▶ _GOAL_
The records below are to be quoted in full; please keep every word exact.

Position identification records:
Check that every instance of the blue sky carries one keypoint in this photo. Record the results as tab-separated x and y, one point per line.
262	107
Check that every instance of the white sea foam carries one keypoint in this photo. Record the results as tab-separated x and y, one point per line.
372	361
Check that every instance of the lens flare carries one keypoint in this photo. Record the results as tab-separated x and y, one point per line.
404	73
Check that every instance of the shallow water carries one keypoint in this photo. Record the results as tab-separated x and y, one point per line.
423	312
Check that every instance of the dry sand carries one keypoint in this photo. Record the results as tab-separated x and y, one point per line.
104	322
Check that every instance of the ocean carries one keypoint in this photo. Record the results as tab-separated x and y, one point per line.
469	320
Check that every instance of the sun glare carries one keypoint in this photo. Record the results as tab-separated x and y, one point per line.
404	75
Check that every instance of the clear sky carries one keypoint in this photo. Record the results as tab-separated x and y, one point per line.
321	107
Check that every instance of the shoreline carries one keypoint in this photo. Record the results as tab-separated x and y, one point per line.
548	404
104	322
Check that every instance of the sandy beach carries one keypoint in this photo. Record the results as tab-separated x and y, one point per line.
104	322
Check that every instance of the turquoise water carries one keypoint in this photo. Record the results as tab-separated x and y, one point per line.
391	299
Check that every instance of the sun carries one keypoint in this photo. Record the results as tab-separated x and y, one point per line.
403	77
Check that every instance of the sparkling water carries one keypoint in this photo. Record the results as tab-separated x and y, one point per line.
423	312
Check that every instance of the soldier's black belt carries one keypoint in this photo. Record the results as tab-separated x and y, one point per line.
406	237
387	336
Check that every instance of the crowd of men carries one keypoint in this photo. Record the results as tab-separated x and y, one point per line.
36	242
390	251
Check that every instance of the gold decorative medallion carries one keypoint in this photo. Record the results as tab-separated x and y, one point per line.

▶ _RESULT BELOW_
Check that every instance of the blue sky carries one keypoint in this photo. Record the results as tab-separated x and y, one point per line.
262	107
Check that every instance of the white sea foam carries one keypoint in this photo. Record the results as tab-separated x and y, one point per line.
372	361
Check that every instance of the lens flare carries one keypoint in this photo. Record the results as tab-separated x and y, one point per line.
404	73
Check that every instance of the shallow water carries one keypoint in this photo. Record the results as tab-separated x and y, one point per line.
423	312
Check that every instance of the dry sand carries one keypoint in this photo. Record the results as tab-separated x and y, one point per line.
104	322
Check that every instance of the ocean carries one keypoint in this photo. Record the results as tab-separated x and y, one point per line.
469	320
Check that every instance of the sun glare carries one keypoint in this photo. Record the results as tab-separated x and y, one point per line.
404	75
Check that every instance of the clear sky carries one keypoint in this photo. Record the results as tab-separated x and y, one point per line.
321	107
Check that every instance of the shoreline carries one keypoint in this photo. Record the results as tab-separated x and y, one point per line.
548	404
104	322
Check that every instance of the sandy beach carries one keypoint in this photo. Record the results as tab-separated x and y, one point per line.
104	322
Check that every instance of the turquoise water carries one keypoint in this photo. Record the results as tab-separated x and y, one point per line.
391	299
Check that every instance of the sun carries one keypoint in this photo. Record the results as tab-separated x and y, one point per line.
403	77
Check that every instance of the sparkling water carries one keypoint in this photo. Record the results as tab-separated x and y, one point per line.
423	312
Check that every instance of the soldier's black belt carries one keypoint in this photo. Record the results as tab-separated x and y, one point per line.
406	237
387	336
Check that every instance of the crowd of men carries one keypoint in this photo. Record the results as tab-separated x and y, one point per line.
36	242
390	251
Check that every instance of the gold decorative medallion carries one keypoint in this photo. Record the results as tab-separated x and y, one point per line.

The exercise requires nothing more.